作業の指示: 次の行をすべて、空行を除いた番号付きリストとして書き表してください。

◆ ◆ ◆ ◆

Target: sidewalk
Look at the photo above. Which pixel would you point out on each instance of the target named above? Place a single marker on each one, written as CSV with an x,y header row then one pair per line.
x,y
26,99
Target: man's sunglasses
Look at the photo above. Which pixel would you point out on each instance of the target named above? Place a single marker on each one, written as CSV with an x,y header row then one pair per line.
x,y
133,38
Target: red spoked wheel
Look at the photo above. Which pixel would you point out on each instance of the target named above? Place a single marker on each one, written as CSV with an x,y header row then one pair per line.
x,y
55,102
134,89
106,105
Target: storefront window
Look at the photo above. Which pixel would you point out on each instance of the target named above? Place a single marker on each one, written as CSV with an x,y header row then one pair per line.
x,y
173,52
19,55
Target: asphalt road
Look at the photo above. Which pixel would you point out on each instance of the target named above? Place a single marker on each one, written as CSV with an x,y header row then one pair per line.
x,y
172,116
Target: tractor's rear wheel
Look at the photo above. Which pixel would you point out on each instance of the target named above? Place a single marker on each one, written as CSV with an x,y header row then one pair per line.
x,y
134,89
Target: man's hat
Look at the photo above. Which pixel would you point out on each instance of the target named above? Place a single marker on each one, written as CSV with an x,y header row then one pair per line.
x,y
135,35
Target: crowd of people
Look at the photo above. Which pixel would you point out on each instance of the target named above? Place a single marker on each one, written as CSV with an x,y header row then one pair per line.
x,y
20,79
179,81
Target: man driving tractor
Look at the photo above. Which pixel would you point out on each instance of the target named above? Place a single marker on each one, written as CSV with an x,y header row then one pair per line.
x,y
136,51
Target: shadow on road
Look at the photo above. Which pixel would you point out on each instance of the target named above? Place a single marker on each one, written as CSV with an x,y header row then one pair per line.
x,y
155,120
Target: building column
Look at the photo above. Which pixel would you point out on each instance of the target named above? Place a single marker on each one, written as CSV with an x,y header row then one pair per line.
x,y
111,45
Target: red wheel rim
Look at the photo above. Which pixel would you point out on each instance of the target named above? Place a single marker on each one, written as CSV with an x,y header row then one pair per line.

◆ ◆ ◆ ◆

完成した回答:
1. Target: sidewalk
2. Look at the photo above. Which pixel would you point out on each instance of the target named above? Place a single marker on each one, written as CSV with an x,y header row then one pair per line.
3. x,y
4. 26,99
5. Target: man's sunglasses
6. Look at the photo above. Which pixel would you point out on each instance of the target named above? Place a single marker on each one, written as CSV with an x,y header row then one pair per line.
7. x,y
8. 133,38
9. Target: red spoked wheel
10. Look at the photo above. Which pixel would you point out on each instance of the target named above? Place a single marker on each one, written as CSV with an x,y header row then one pair per line.
11. x,y
12. 55,102
13. 134,89
14. 106,105
15. Target: storefront window
16. Look at the photo above. Which pixel would you point out on each instance of the target named above? Place a single marker on each one, written as CSV with an x,y header row then one pair per line.
17. x,y
18. 173,52
19. 19,55
20. Target: asphalt road
21. Look at the photo above. Which pixel would you point out on each instance of the target named above? Place a single marker on each one, written as CSV with an x,y header row then one pair per line.
22. x,y
23. 172,116
24. Target: tractor's rear wheel
25. Look at the photo above. Which pixel would you point out on each instance of the target named above? Place a single marker on each one, written as CSV with an x,y header row then one pair per line.
26. x,y
27. 134,89
28. Target: man's hat
29. Look at the photo above. Which pixel would you point out on each instance of the target named above? Place a single marker on each one, written as CSV with an x,y header row then one pair per line.
30. x,y
31. 135,35
32. Target: crowd of people
33. Look at the photo above. Which pixel would you point out on each instance of the target named above? Place a single marker on each one, written as CSV with an x,y header row then one pair per line.
34. x,y
35. 20,79
36. 179,81
37. Target: man driving tractor
38. Look at the photo above. Which pixel would you point out on each instance of the target named above? Place a single marker on each one, written as CSV with an x,y header row then one pair per line.
39. x,y
40. 136,51
41. Target: shadow on road
42. Look at the photo above. Which pixel would you point out on each instance of the target named above? Place a single marker on each one, written as CSV with an x,y header row then one pair per line.
43. x,y
44. 155,120
45. Target: building column
46. Look at the photo above. Which pixel would you point out on each instance of the target named above? Place a single marker on each one, written as CSV with an x,y header row then one pair per line.
47. x,y
48. 111,45
49. Target: red wheel rim
50. Look at the photo above. Which pixel would you point out on each instance of the target named above? Place a single marker on each one, written as CSV with an x,y header row then one pair per line.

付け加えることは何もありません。